Pelo Telefone é considerado por muitos o primeiro samba a ser gravado no Brasil. Fruto de uma composição coletiva, ele foi registrado por Ernesto dos Santos, o Donga, em 1916. A prática do samba remonta ao contexto histórico do fim do século 19 e teve de percorrer um longo caminho para deixar de ser vista como um delito e passar a ser considerada uma profissão no país.
“Não tem como a gente entender a cidade do Rio de Janeiro sem entender a formação do samba”, declara o historiador Vinicius Natal, doutor em antropologia e um dos curadores da exposição Pequenas Áfricas: o Rio que o samba inventou. A mostra estreia no Instituto Moreira Salles (IMS) em São Paulo, neste sábado (28).
Com fotografias, documentos, gravações, filmes, obras de arte e matérias jornalísticas, o espaço reúne 380 itens e busca reconstituir a cena cultural em que o samba foi criado, no início do século 20. “O samba foi formado a partir do processo do pós-abolição; a partir das famílias de africanos escravizados e depois libertos que encontraram no samba um modo de vida, um modo de se encontrar no mundo, uma visão de pertencimento”, explica Natal.
Um dos símbolos de resistência cultural da herança afro-diaspórica não só no Rio de Janeiro como no Brasil é o Cais do Valongo, por onde a exposição se inicia. Desativado e aterrado a partir das reformas urbanas que se iniciaram no século seguinte, o cais foi encontrado nas escavações do Porto Maravilha em 2011.
Desde 2017, ele é reconhecido como Patrimônio da Humanidade pela Unesco, tendo sido um dos principais portos de entrada de escravizados da história. O local faz parte da Pequena África histórica, região que era habitada por uma grande população afrodescendente e por imigrantes judeus, italianos e ciganos.
O termo “Pequena África” foi cunhado pelo compositor Heitor dos Prazeres como uma referência à Zona Portuária da cidade. Seu elemento central era a antiga Praça Onze, que foi demolida na década de 1940 para construção da Avenida Presidente Vargas. “Ele se transformou num ponto de encontro e de trocas culturais onde o samba se fortaleceu como essa potência da cidade do Rio de Janeiro.”
No século 19, cerca de 1 milhão de africanos entraram na cidade pelo cais. De diversas etnias e culturas, essas pessoas precisavam se reinventar em território brasileiro – e um dos principais pilares desse processo foi o samba.
O modelo de Pequena África se expandiu pelo Rio de Janeiro conforme o trem e a malha urbana se desenvolveram na cidade, levando os sambistas a se interiorizarem. No trajeto cotidiano entre a casa e o trabalho, o samba no trem foi instaurado como um momento de divertimento, impulsionado em 1920 por Paulo da Portela, o fundador da Portela.
No final do século, a prática passaria a fazer parte do calendário da cidade por meio do projeto Pagode do Trem, pensado por Marquinhos de Oswaldo Cruz, na década de 1990.

Dados extraídos de uma coleção:
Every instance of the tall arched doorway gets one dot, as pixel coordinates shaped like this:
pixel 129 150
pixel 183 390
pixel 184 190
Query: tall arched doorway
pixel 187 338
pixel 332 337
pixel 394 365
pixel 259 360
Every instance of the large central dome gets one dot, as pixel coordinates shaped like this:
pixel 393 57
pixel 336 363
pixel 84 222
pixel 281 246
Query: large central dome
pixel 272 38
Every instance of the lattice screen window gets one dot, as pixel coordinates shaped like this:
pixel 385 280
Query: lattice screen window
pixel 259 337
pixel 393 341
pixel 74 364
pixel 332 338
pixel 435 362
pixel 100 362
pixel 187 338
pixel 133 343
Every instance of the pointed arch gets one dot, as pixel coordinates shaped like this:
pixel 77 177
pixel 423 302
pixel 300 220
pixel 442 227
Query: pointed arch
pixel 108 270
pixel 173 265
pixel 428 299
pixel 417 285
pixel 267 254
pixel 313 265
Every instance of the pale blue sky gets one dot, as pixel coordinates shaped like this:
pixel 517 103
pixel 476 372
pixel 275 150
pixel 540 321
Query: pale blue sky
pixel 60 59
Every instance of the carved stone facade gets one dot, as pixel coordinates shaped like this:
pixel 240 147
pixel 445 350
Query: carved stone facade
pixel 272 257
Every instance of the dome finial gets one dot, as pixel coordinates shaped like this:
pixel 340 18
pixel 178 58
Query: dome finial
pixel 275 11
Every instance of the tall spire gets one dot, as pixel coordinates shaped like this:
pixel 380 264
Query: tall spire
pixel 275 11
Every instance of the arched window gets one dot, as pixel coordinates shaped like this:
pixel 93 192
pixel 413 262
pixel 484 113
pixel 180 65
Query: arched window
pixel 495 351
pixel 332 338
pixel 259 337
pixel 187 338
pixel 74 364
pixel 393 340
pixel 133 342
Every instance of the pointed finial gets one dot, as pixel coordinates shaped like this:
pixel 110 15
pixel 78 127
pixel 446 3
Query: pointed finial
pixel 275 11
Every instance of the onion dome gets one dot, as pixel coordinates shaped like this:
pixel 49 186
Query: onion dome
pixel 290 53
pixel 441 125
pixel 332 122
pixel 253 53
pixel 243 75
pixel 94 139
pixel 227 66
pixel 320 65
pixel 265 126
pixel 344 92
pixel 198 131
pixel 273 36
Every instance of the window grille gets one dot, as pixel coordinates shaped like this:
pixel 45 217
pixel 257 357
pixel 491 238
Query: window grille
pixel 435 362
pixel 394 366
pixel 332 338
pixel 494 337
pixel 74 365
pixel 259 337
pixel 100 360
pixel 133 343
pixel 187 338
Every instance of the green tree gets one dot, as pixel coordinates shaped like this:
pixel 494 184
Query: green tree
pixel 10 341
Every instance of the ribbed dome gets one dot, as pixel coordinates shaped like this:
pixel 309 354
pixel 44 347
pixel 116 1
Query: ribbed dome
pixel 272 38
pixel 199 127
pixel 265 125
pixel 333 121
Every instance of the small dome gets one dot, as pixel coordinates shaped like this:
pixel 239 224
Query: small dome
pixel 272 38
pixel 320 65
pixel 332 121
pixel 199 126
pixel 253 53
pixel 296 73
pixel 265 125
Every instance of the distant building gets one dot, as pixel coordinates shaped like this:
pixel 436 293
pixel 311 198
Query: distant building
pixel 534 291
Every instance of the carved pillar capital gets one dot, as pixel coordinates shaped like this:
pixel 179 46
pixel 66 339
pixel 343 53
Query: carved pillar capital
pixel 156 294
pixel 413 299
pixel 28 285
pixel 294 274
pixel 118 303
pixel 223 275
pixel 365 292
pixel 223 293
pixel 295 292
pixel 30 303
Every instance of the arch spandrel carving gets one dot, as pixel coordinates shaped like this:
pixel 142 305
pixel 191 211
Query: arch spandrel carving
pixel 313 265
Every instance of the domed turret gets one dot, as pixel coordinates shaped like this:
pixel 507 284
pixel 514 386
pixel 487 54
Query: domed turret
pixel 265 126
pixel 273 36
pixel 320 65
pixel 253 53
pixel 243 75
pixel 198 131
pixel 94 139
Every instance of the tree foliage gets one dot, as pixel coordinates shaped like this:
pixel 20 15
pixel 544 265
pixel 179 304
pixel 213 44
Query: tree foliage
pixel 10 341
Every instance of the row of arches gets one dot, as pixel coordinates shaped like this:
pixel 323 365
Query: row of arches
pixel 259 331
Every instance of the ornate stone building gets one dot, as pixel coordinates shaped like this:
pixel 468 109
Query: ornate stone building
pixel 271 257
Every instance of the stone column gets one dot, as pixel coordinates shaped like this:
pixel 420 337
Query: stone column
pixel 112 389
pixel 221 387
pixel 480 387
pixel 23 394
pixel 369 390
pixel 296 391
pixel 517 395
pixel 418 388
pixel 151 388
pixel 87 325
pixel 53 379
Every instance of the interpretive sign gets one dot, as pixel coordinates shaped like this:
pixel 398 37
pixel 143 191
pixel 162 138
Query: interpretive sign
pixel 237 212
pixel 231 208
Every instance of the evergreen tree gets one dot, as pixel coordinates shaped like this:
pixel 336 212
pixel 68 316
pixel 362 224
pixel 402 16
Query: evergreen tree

*Tarefa escrita 1:* As afirmações a seguir estão de acordo com o trecho sobre o samba? Responda sim ou não a cada uma e cite as palavras do trecho que decidem a resposta: (a) A exposição reúne 380 itens. (b) O Cais do Valongo é reconhecido pela Unesco como Patrimônio da Humanidade desde 2011. (c) O termo "Pequena África" foi cunhado por Donga.
*Tarefa escrita 2:* Dê continuidade ao trecho sobre o samba a partir da última frase apresentada.
As linhas não têm relação com o trecho sobre o samba.

*Resposta à tarefa 1:*
(a) Sim: "o espaço reúne 380 itens".
(b) Não: "Desde 2017, ele é reconhecido como Patrimônio da Humanidade pela Unesco".
(c) Não: "O termo “Pequena África” foi cunhado pelo compositor Heitor dos Prazeres".

*Resposta à tarefa 2:*
Como fruto das reuniões no centro da cidade, surgiram diversos artistas, entre eles o grupo Oito Batutas, formado em 1919 a partir do convite de Isaac Frankel. Após assistir a uma apresentação de Donga e Pixinguinha no Carnaval, o gerente do Palais pediu que a dupla se juntasse a outros seis músicos para estrear em apresentações no cinema carioca.
A fama do grupo na década de 1920 os levou a uma turnê em Paris, onde tiveram contato com bandas de jazz norte-americanas. “Eles também estavam antenados com o que o mundo estava pensando nessa época, pensavam sua própria ideia de modernidade a partir da sua experiência”, analisa Vinicius Natal. A viagem ocorreu no mesmo ano da Semana de Arte Moderna de 1922.
Laços comunitários
Para existir, o samba se pautou em redes de sociabilidade que foram fundamentais para a preservação dessa cultura até os dias de hoje, como as Casas de Angu, Casas de Candomblé e os quintais das tias baianas. Mulheres negras e, em geral, mais velhas, as tias eram cozinheiras, quituteiras e rezadeiras que chegaram da Bahia em meados do século 19 e que, com o tempo, se tornaram cada vez mais importantes para as escolas de samba.
Um dos quintais mais conhecidos foi o da Tia Ciata, espaço onde sambistas, jongueiros, macumbeiros e demais praticantes da música negra se reuniam para cerimônias e trocas culturais. “O principal lugar para você pesquisar samba é na casa dos sambistas, porque é lá que está a maior parte da memória. Essa memória vai se acumulando, com fotografias, faixas, troféus”, relata Natal.
A Tia Dodô, que foi porta-bandeira da Portela, guardava diversos objetos em sua casa no Morro da Previdência, nomeada por ela como “museu do pobre”. “Se a gente for pegar os arquivos públicos do Brasil, não tem nenhuma coleção pública exclusiva de samba, e o samba tem uma capilaridade gigantesca, você tem escolas em todos os estados do Brasil”, reforça o curador.
As redes de sociabilidade eram também uma estratégia de resistência a uma ideia do samba como prática criminosa. Em um Império que se aproximava da Proclamação da República e com a escravidão recém-abolida, mecanismos legais de controle foram criados para coibir os espaços de troca cultural de pessoas negras, a exemplo da Lei da Vadiagem.
Promulgada dois anos após a Lei Áurea, em 1890, ela determinava que uma pessoa que estivesse andando na rua e não conseguisse comprovar estar trabalhando poderia cumprir uma pena de até 30 dias. Por consequência, o batuque em praça pública era considerado crime, levando o samba e a capoeira a um status marginalizado.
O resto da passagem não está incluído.